Si les recherches sur Gergovie furent d'emblée circonscrites autour de Clermont-Ferrand, pour Alésia l'affaire était plus délicate. Pas de grande ville correspondante, pas de fleuve pour guider les investigations, chacun pouvait échafauder à sa guise. Dès que l'Empereur émit son désir, les beaux esprits de l'époque qui faisaient cour aux Tuileries et à Compiègne, se mirent à proposer des hypothèses et les toponymistes seront, semble-t-il, les maîtres du jeu. Alésia, la grande ville gauloise avait nécessairement laissé son nom au site et les choix se portèrent sur Alise-Sainte-Reine, au Mont-Auxois, en Bourgogne et Alaise sur les contreforts du Jura. Mais selon son caractère la démarche était faussée d'emblée et le site de Bourgogne qui répondait approximativement au descriptif de César n'eut aucune peine à supplanter son concurrent.

La démarche à suivre était pourtant fort simple. Le premier paragraphe à analyser concerne le rassemblement de toute l'armée à Agedencum. Nous venons de traiter le sujet mais une question demeure. Ou se trouvait le grand camp? Près de la ville elle-même? Plus au nord comme le proposent certains auteurs? Ou bien doit-on l'identifier avec Villeneuve-sur-Yonne comme le proposait J. Nicolle? Les situations peuvent varier de 60km environ et les axes de marche qui vont partir vers l'est s'en trouvent modifiés.

Dans le second paragraphe, César nous dit que les Allobroges subissent les assauts menés par de puissantes forces gauloises et précise que les défenseurs ont établi de nombreux postes sur les rives du Rhône qui forment leur frontière naturelle. Nous savons donc où se trouve le théâtre d'affrontement, quelle est la préoccupation majeure de César et où doivent le porter ses manoeuvres ultérieures.

Au troisième paragraphe, César confirme et nous dit clairement qu'il fait route afin de porter un plus facile secours à la province (les Allobroges) et précise les étapes de sa marche. D'abord les confins extrêmes du pays des Lingons, ensuite le pays des Séquanais. Pour suivre la progression des légions, il nous faut donc fixer approximativement les limites sud du pays des Lingons.

Les peuplades gauloises choisissent généralement comme frontière les obstacles naturels remarquables, comme les fleuves ou les chaînes de collines. Ici la limite en question doit suivre la ligne de partage des eaux qui distingue le Bassin-Parisien de la dépression rhodanienne et c'est une ligne qui passe à moins de 20km de Langres sur un axe nord-ouest/sud-ouest. Le confins extrême de la province se trouve donc sur ce seuil, entre les sources de la Seine et celles de l'Aube. La majorité des terres de ce peuple se développait alors sur le versant nord, côté Bassin-Parisien. Ce sont des terres à vocation céréalière, ce qui confirme leur communauté d'intérêts avec les Rèmes et les Tricasses.

== Enregistrements fournis ==

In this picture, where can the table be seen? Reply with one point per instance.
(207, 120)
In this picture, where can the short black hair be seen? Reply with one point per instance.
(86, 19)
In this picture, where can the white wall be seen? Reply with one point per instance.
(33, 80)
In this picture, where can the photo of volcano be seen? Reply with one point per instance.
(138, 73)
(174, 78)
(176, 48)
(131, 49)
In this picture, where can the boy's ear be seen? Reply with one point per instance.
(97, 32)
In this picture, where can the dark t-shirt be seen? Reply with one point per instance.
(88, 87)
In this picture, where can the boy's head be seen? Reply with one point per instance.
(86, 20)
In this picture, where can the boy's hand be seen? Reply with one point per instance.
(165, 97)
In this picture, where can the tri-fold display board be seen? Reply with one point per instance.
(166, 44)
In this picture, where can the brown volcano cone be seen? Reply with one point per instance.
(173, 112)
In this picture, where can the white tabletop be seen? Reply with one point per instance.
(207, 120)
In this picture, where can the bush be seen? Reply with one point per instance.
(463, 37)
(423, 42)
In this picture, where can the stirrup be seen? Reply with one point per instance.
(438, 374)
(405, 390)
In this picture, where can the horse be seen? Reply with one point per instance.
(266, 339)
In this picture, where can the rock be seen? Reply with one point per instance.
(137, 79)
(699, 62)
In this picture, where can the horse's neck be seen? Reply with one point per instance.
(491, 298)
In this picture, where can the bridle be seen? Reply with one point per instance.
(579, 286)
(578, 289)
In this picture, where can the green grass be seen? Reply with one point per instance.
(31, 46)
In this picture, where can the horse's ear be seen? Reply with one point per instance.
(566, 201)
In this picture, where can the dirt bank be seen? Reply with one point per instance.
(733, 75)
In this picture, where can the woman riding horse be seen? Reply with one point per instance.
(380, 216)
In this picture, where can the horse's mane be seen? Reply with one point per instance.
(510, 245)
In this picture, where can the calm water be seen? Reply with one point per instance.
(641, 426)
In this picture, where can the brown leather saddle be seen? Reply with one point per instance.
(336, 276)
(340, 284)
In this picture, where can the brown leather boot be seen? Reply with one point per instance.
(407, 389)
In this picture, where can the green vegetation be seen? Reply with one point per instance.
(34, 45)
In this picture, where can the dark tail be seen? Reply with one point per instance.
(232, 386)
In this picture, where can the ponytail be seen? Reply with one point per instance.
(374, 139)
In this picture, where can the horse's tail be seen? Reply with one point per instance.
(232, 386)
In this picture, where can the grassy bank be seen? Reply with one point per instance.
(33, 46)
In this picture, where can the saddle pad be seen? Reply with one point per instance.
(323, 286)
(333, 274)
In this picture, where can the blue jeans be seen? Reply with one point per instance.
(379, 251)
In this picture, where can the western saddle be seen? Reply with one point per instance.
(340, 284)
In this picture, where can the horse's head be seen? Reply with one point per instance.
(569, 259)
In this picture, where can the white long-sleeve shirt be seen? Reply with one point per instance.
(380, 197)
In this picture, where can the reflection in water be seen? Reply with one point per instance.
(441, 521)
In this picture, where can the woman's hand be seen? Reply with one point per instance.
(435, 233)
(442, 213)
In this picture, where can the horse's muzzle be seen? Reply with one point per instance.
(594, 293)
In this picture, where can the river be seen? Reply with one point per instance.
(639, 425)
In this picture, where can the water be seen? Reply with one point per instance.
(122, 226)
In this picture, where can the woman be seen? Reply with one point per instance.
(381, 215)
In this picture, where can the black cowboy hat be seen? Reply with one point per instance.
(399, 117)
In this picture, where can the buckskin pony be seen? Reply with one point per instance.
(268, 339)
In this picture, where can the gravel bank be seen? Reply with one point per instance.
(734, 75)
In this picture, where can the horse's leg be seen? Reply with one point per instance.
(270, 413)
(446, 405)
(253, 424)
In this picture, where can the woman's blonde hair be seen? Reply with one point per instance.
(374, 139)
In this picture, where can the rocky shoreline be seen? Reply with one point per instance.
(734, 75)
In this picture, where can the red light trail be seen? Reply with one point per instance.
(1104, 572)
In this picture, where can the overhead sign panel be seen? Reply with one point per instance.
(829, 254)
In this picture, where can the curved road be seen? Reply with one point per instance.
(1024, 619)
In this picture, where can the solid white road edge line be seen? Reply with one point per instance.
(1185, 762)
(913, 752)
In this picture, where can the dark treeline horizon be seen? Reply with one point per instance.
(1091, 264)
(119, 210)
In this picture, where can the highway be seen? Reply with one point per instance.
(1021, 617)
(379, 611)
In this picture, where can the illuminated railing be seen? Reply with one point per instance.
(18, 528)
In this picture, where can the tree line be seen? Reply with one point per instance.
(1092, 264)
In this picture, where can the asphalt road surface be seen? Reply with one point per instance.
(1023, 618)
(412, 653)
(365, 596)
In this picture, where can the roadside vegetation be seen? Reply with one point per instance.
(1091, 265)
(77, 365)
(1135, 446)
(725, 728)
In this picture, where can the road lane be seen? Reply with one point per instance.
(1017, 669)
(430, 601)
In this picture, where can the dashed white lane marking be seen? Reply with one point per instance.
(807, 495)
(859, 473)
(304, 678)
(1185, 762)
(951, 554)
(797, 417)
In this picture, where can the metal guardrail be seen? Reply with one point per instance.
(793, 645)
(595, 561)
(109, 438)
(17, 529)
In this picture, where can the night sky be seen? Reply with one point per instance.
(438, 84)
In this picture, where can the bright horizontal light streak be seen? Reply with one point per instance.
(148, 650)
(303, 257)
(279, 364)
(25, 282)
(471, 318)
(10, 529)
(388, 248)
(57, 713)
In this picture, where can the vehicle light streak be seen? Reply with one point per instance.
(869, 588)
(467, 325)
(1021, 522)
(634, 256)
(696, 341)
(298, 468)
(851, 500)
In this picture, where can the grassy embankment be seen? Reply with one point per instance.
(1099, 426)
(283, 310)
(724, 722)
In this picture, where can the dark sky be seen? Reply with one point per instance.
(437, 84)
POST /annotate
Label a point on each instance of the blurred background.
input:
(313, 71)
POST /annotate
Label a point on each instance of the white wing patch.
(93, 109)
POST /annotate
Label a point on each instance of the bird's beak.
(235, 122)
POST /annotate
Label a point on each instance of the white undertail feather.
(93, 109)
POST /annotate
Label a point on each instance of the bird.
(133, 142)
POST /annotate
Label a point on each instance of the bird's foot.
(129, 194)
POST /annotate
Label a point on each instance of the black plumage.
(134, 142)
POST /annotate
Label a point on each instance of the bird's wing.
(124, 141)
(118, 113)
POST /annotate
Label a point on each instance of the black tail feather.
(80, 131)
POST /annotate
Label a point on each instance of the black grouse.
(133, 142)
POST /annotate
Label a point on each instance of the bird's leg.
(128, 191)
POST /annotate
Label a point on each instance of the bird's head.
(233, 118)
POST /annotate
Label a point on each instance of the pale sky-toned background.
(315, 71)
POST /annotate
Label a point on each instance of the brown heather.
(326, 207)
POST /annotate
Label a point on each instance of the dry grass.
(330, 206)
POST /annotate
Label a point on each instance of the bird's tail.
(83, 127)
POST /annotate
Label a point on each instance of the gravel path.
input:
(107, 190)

== Exercices proposés ==
a. Selon le texte sur la localisation d'Alésia, entre quelles sources se situe le confins extrême de la province ?
b. Traduisez en anglais cette phrase du texte sur la localisation d'Alésia : « Les situations peuvent varier de 60km environ et les axes de marche qui vont partir vers l'est s'en trouvent modifiés. »
c. Reprenez le texte sur la localisation d'Alésia à la suite de sa dernière phrase.

== Réponses par exercice ==
a. Entre les sources de la Seine et celles de l'Aube.

b. The locations can vary by about 60 km, and the marching routes that will head east are altered accordingly.

c.
Dans sa marche vers le sud, l'armée romaine exploite divers itinéraires dont l'un passant au pied du Mont-Auxois (Alise-Sainte-Reine), non pour y mener la grande bataille d'Alésia mais pour aller vers d'autres théâtres d'opérations. Les tenants de ce site affirment que César donne ses intentions de marche mais ne les réalisera pas, empêché qu'il en fut par Vercingétorix. Cependant un 4ème paragraphe réfute leur argumentation.

Dans le texte, il est dit que le chef de guerre gaulois voyant toute sa cavalerie en déroute, après un furieux engagement, fit battre ses troupes en retraite et prit le chemin d'Alésia, place des Mandubiens. Où se trouve ce pays? En exploitant Strabon,, nous apprenons que ce sont les habitants des rives de la Dubi et les coordonnées de ce fleuve nous permettent de l'identifier avec le Doubs. César a donc bien poursuivi son mouvement et son armée est arrivée aux pieds de la chaîne du Jura, à quelques dizaines de kilomètres du pays des Allobroges, mais le front à considérer est de 100/120 km.

Dans ces conditions nous comprenons mieux les exhortations du chef gaulois à ses peuples. Il faut barrer la route à César qui fait route vers sa province, sinon il reviendra l'année suivante avec des forces plus puissantes encore. Certes c'est l'aveu de l'homme qui voit se profiler l'échec de toute une année de campagne durant laquelle il a trouvé en Gaule une confiance et un soutien qui ne se renouvelleront probablement pas mais c'est également une analyse très objective de la situation et les Gaulois vont admettre son point de vue en lui envoyant des forces considérables.

Nous venons de dessiner sur la carte un vaste triangle dont la pointe se situe au pays des Lingons et la base sur la chaîne du Jura. Alésia est nécessairement sur une portion de terrain qui suit la ligne de base.

Ne parlons pas de vérité. C'est un domaine historique et dans notre démarche cartésienne nous devons choisir la meilleure hypothèse puis l'analyser de manière contradictoire et décider en toute objectivité si nous l'adoptons comme hypothèse satisfaisante en un temps donné. Ce faisant, nous déplaçons les opérations à 150 km du Mont-Auxois. Que devient alors la vérité actuellement admise?

LE MONT AUXOIS

Cette thèse de convenance imaginée par un groupe de courtisans n'aurait sans doute pas résisté à l'épreuve du temps si elle n'avait été reprise par le mouvement universitaire qui en fit un monument de vérité. C'est l'époque où il fallait absolument écrire une histoire achevée et dans cette démarche la totalité des composants exploités, authentifiés ou non, devenait indispensable. Toute mise en cause, même partielle, mettait en péril l'ensemble de l'ouvrage mais plus grave encore la crédibilité de ceux qui l'avaient élaboré. Ces gens avaient de gros moyens, dictionnaires et manuels d'histoire étaient à leurs mains. Ainsi, ceux qui admettaient ou défendaient Alésia au Mont-Auxois constituaient l'énorme majorité tandis que les détracteurs, en petit nombre et sans grands moyens d'expression, se distinguaient surtout par la virulence de leurs propos.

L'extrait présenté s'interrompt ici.